■ **Problems to work on**:
- 1) In the band interview, condense the paragraph beginning "I'm recording an acoustic version" into a shorter paragraph that keeps its main facts.
- 2) From the listing, write out the part that opens with the line containing "For the dataset, tag each instance of the yellow" and closes with the line containing "Query: yellow balloon", character for character.

■ **Page extract**:
== == ==
Do you have any sneak peeks that you could give us?

The songs on ‘Hebrews’ are played with just orchestral instruments and live what we’ve been doing is transposing them to guitar. So you’ll be hearing our favourite songs from ‘Hebrews’, in that manner. And then you’ll be hearing stuff from pretty much all the records.

You guys have toured here before. Do you find the reception different from American audiences?

Wow, that’s a good question. It’s the same sort of shows you get when you haven’t been to anywhere for a really long time. You know, whether that’s the UK or even like a really weird [place] in the US that we never get to go. There’s a certain energy that people bring to the shows and that definitely inspires us and kind of helps make the shows even more special. Sometimes! You know, not to downplay how cool it is to come back to places we play all the time, but there’s definitely a different energy in that no one’s ever heard half of these songs live.

You’re also bringing out Chris from Saves the Day. Do you think that any Two Tongues tunes will pop up in the set?

I don’t know…me and Chris are really impulsive and nutty together so it could totally happen. But as of now our plan, since we’re making a new Two Tongues record later this year, our plan is really to try to let Two Tongues be its own thing because we want go on tour and hopefully we’ll get to come to Australia even. So we kind of want to like, not spoil that element of coolness. But it’s possible, because we’re really impulsive. (Laughs.)

You also tweeted the other day that in the future that you were going to release an acoustic version of a certain LP.

I’m recording an acoustic version of ‘…Is A Real Boy’, actually!  We’re selling it exclusively on our ten year anniversary tour that we’re doing in the US but I bet we’ll release it digitally at some point, but the ones in the US are going to be signed and kind of limited. It’s just kind of a special thing for the tour as of now.

What was behind the decision to do the anniversary tour for ‘…Is A Real Boy’?

I think once we got to a certain point in the band where we knew we had some kind of staying power, and that record started to shape up into being what it is, which is kind of a milestone for our career. You know, I think it would have been a little weird if we had only put out two records and broke up and then we did an anniversary tour for this record. But the fact that we’ve made a bunch of records, it makes me more excited to be able to zero in on that special connection people have with that record and that we have with the record without feeling like we’re just doing it to make money, or doing it out of desperation.  Because we really did put this tour together, specifically the part about doing it with Saves the Day too, it’s really like a passion thing for me and Chris. Like as soon as we started talking about it we got super excited, and it was really us talking about it that made the tour happen. I think about five years in, we pretty much assumed it was something we would do because we had put out three records and this one still has its awesome timelessness and we should honour that.
== == ==
■ **Data in this exercise**:
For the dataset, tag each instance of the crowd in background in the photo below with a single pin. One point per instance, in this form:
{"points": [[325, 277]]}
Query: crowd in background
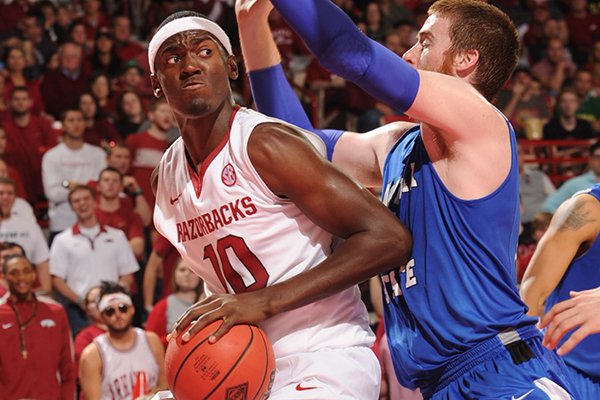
{"points": [[81, 132]]}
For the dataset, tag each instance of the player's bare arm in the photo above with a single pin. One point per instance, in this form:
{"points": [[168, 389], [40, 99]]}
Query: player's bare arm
{"points": [[574, 226], [375, 240], [578, 314], [359, 155]]}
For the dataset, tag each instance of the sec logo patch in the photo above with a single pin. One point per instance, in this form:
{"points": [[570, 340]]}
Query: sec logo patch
{"points": [[228, 175]]}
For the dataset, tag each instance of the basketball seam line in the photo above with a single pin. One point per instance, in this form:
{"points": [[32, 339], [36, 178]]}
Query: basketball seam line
{"points": [[234, 365]]}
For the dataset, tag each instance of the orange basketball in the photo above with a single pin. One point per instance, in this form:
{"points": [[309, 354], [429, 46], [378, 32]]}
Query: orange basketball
{"points": [[240, 366]]}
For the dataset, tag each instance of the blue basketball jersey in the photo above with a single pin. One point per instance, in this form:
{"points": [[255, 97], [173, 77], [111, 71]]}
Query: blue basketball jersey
{"points": [[582, 274], [459, 286]]}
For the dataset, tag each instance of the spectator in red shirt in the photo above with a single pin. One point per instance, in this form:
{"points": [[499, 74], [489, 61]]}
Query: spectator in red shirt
{"points": [[125, 47], [187, 290], [62, 87], [36, 358], [119, 157], [96, 327], [15, 61], [78, 35], [8, 170], [93, 19], [111, 212], [28, 136], [99, 130], [147, 148]]}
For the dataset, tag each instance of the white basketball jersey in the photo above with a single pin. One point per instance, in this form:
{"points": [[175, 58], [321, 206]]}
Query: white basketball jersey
{"points": [[239, 236], [120, 368]]}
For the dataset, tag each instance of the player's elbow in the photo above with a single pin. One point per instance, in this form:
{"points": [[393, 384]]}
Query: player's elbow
{"points": [[395, 241]]}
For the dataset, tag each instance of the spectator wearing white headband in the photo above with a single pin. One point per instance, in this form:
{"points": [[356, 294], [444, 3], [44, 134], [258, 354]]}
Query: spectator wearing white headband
{"points": [[109, 366]]}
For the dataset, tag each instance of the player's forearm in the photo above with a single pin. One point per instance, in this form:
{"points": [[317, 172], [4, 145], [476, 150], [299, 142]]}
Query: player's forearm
{"points": [[44, 276], [256, 40]]}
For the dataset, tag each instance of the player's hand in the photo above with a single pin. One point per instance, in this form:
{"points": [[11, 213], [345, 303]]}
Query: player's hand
{"points": [[249, 308], [252, 8], [580, 312]]}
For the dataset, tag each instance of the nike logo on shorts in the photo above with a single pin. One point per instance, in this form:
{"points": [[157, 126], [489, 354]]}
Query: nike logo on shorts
{"points": [[522, 397]]}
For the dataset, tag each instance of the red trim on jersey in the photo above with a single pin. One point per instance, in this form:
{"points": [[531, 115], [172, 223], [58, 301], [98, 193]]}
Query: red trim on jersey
{"points": [[198, 177]]}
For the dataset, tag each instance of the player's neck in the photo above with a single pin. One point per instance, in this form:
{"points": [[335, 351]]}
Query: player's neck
{"points": [[122, 340], [109, 205], [202, 135]]}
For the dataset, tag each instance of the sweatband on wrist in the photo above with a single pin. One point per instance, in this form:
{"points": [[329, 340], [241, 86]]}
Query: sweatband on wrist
{"points": [[186, 24], [113, 298], [274, 97], [345, 51]]}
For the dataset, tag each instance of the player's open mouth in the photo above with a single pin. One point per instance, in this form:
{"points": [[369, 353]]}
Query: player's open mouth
{"points": [[192, 83]]}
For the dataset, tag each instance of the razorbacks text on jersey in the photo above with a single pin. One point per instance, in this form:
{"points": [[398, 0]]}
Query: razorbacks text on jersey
{"points": [[239, 236]]}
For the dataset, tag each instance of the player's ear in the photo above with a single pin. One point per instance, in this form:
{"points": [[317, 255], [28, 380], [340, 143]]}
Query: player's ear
{"points": [[232, 67], [156, 89], [466, 61]]}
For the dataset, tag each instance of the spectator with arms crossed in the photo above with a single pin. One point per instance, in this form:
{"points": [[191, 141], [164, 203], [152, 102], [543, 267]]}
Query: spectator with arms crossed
{"points": [[276, 207]]}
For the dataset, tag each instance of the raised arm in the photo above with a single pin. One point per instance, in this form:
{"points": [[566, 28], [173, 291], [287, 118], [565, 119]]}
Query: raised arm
{"points": [[359, 155], [573, 226], [294, 170]]}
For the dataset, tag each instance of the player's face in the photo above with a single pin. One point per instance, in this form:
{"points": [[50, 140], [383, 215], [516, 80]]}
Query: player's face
{"points": [[91, 305], [7, 198], [83, 204], [193, 74], [118, 316], [2, 141], [595, 162], [20, 276], [120, 159], [185, 279], [429, 53], [74, 124], [110, 184]]}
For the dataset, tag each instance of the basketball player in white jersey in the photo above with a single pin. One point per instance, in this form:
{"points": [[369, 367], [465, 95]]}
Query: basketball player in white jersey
{"points": [[109, 366], [253, 208]]}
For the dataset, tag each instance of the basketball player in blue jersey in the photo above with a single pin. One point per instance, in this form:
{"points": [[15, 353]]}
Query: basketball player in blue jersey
{"points": [[567, 259], [253, 208], [456, 326]]}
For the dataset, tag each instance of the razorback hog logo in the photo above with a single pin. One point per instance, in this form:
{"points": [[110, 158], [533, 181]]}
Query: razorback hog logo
{"points": [[228, 175]]}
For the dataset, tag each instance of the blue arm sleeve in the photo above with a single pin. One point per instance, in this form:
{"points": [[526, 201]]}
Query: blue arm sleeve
{"points": [[274, 97], [344, 50]]}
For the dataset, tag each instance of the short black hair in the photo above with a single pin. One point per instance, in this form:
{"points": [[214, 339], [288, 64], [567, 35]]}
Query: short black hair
{"points": [[110, 287]]}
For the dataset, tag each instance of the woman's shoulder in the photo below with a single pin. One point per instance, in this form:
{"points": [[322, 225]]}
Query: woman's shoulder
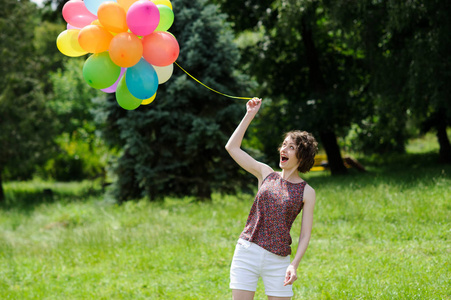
{"points": [[309, 193]]}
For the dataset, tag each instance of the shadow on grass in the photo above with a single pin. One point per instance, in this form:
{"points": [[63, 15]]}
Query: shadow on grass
{"points": [[403, 169], [26, 196]]}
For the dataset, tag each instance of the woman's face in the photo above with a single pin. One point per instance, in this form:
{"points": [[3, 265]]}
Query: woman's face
{"points": [[288, 159]]}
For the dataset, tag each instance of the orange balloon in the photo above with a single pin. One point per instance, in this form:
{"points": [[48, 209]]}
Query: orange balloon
{"points": [[125, 4], [94, 39], [96, 22], [126, 49], [160, 48], [112, 16]]}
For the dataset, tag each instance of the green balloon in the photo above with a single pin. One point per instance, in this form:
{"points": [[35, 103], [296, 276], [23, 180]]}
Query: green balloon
{"points": [[124, 98], [166, 18], [99, 71]]}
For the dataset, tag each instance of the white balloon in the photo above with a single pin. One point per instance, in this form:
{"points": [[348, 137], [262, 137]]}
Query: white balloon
{"points": [[164, 73]]}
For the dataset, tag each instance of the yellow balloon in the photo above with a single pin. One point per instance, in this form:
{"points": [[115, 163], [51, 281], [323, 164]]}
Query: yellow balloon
{"points": [[164, 2], [96, 22], [149, 100], [125, 4], [112, 16], [67, 43]]}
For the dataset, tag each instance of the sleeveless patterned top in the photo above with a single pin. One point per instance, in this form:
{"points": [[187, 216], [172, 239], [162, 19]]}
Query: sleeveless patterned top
{"points": [[276, 206]]}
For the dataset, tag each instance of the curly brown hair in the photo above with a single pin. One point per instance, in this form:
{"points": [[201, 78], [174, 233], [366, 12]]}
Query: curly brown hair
{"points": [[307, 148]]}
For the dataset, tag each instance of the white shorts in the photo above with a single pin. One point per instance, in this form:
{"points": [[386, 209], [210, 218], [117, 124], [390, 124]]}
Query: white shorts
{"points": [[251, 261]]}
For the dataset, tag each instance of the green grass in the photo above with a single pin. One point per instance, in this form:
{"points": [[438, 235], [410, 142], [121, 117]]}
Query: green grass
{"points": [[384, 234]]}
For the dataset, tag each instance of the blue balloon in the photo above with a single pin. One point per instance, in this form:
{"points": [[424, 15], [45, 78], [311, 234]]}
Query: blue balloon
{"points": [[124, 98], [93, 5], [142, 80]]}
== == ==
■ **In response**:
- 1) An acoustic version of '…Is A Real Boy' is being recorded and will be sold only on the band's ten-year anniversary tour in the US. The US copies will be signed and limited, and a digital release will probably follow at some point, though for now it is a special item for the tour.

- 2)
For the dataset, tag each instance of the yellow balloon in the photo above with a single pin. One point per instance, in this form:
{"points": [[115, 163], [51, 281], [323, 164]]}
Query: yellow balloon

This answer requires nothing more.